* CHALLENGE *
Each record below should be repeated precisely as written.

* DATA EXTRACT *
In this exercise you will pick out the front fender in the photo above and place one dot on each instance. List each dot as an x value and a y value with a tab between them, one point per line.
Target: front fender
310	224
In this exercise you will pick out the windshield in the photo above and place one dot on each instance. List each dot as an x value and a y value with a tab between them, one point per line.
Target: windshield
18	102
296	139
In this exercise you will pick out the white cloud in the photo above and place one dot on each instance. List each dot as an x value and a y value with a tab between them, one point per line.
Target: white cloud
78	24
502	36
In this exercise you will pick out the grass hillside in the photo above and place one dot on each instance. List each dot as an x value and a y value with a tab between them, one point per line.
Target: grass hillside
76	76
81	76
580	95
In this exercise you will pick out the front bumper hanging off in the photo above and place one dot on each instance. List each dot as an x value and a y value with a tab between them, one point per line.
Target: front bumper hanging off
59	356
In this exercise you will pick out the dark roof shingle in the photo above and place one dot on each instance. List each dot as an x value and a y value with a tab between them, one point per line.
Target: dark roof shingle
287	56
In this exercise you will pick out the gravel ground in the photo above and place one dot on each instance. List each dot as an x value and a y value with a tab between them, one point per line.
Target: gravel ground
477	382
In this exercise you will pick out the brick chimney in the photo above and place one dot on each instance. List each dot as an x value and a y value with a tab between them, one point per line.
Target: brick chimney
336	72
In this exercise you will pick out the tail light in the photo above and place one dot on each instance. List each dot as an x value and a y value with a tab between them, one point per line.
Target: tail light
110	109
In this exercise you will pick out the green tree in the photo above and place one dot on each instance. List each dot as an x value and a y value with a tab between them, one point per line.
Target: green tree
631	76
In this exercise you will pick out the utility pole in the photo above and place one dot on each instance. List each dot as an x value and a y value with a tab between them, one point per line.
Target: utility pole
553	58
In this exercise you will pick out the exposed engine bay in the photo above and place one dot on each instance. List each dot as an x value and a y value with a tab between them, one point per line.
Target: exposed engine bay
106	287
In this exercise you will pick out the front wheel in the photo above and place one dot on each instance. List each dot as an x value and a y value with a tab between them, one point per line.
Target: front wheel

* SOLUTION *
In this exercise you will pick out the front fender in the photo above and place one dot on each instance. List each dot as an x value and a y value with a tab between them, one point per line.
Target: front fender
310	224
In this exercise you will pick out the windshield in the photo above and place one dot on each instance. List each dot as an x value and a y value with a tab between them, one point per line.
Target: windshield
18	102
296	139
In this exercise you will pick out the white cloud in the photo above and place one dot on each instance. List each dot as an x value and a y value with a tab between them, one point per line.
Target: white cloud
78	24
502	36
In this exercise you will pick out the grass hillside in the photo above and place one dot on each instance. List each dot as an x value and a y value with a tab between them, one point per line.
Target: grass hillside
76	76
81	76
580	95
In this exercise you will pick out the front bumper hanging off in the photo above and place one dot on each instance. List each dot as an x value and a y value with a tab between them, one point per line.
Target: front bumper hanging off
59	356
In this exercise you will pick out the dark roof shingle in the photo above and place one dot on each instance. List each dot as an x value and a y value with a tab between them, one point per line.
Target: dark roof shingle
287	56
In this exercise you will pick out the gravel ground in the photo above and place one dot on each instance. List each dot as an x value and a y value with a tab between them, one point per line.
Target: gravel ground
477	382
In this exercise you will pick out the brick chimney in the photo above and place one dot on each instance. List each dot as an x value and a y value with a tab between them, one point per line.
Target: brick chimney
336	72
In this exercise you will pick out the tail light in the photo above and place one dot on each instance. List each dot as an x value and a y value with a tab between them, one point per line.
Target: tail light
110	109
In this exercise you will pick out the green tree in the photo above and place one dot on each instance. List each dot as an x value and a y value with a tab between them, one point per line.
Target: green tree
631	76
In this exercise you will pick out the utility pole in the photo above and place one dot on each instance. List each dot as an x value and a y value with a tab between them, one point per line.
Target: utility pole
553	58
In this exercise you will pick out the exposed engine bay in the photo above and place one dot on each instance. List each dot as an x value and a y value with a tab between them, one point per line.
Target: exposed engine bay
106	287
In this exercise you will pick out the front wheel in the photo above and place one dot on each instance. List each dot as an x value and a y value with a tab between them, one point per line.
Target: front wheel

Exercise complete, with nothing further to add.